_TASK STATEMENT_
Transcribe the records verbatim, images excluded.

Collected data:

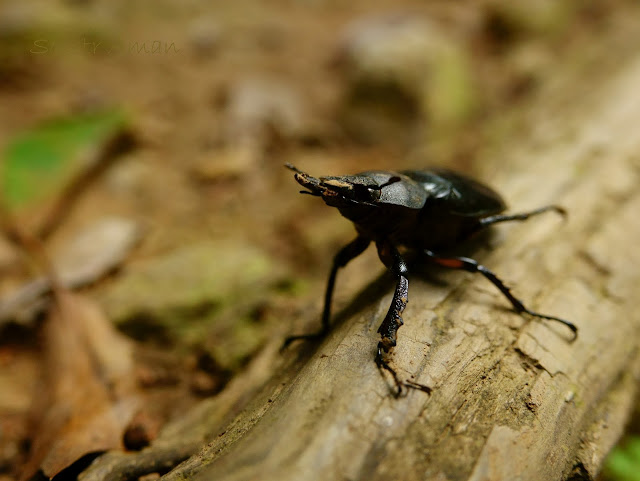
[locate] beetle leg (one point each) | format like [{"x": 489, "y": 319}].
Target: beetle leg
[
  {"x": 388, "y": 330},
  {"x": 341, "y": 259},
  {"x": 470, "y": 265},
  {"x": 495, "y": 219}
]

_PROBLEM SOLUTION_
[locate] beetle leg (one point each) | format like [{"x": 489, "y": 319}].
Target: beetle leg
[
  {"x": 388, "y": 330},
  {"x": 341, "y": 259},
  {"x": 470, "y": 265},
  {"x": 495, "y": 219}
]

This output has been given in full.